[Data supplied]

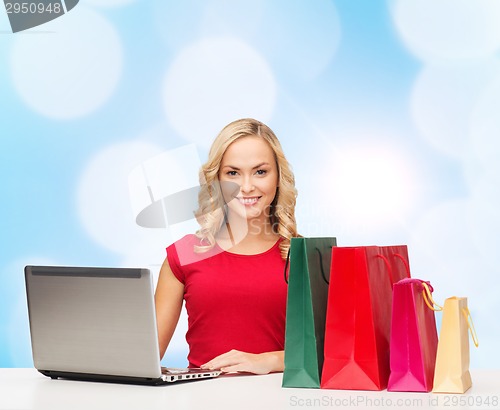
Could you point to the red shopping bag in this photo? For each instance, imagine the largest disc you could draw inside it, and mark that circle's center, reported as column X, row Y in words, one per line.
column 414, row 337
column 359, row 314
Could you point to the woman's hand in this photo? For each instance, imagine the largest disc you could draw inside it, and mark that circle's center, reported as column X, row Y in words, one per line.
column 236, row 361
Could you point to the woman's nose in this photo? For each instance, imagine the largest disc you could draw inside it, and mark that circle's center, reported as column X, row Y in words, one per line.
column 247, row 185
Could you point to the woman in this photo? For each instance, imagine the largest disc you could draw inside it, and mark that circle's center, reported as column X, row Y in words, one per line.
column 230, row 273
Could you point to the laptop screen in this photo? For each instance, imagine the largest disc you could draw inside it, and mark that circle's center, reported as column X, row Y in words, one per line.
column 93, row 320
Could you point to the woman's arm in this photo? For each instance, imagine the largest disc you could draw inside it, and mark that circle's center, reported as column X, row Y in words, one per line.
column 168, row 301
column 236, row 361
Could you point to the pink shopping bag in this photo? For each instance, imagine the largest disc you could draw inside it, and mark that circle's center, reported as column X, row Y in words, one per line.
column 414, row 340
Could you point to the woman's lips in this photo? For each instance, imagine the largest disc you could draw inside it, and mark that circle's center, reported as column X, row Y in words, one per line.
column 248, row 201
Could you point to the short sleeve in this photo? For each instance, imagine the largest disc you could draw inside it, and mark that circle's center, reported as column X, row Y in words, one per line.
column 174, row 263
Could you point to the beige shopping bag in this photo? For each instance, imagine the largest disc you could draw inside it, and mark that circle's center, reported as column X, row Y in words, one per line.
column 451, row 374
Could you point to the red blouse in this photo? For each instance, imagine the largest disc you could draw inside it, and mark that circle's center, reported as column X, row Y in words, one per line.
column 232, row 301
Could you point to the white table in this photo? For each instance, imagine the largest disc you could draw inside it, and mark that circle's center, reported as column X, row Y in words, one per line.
column 22, row 389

[/Data supplied]

Assigned task:
Your output should be an exact transcription of the line that holds "Could you point to the beige" and each line after it through the end of the listing above.

Response area:
Could you point to the beige shopping bag in this photo? For each instance, imagine the largest disc you could draw inside it, and mark that circle's center, reported as column X, row Y in words, one per line.
column 451, row 374
Could you point to the red blouse in this photo? For each instance, imagine the largest disc you could draw inside it, and mark that circle's center, reported as column X, row Y in words, one per line.
column 232, row 301
Could you point to the white table in this photo? For each instance, imagine the largest disc you could draw inside it, and mark that circle's center, reported as column X, row Y in words, one per line.
column 22, row 389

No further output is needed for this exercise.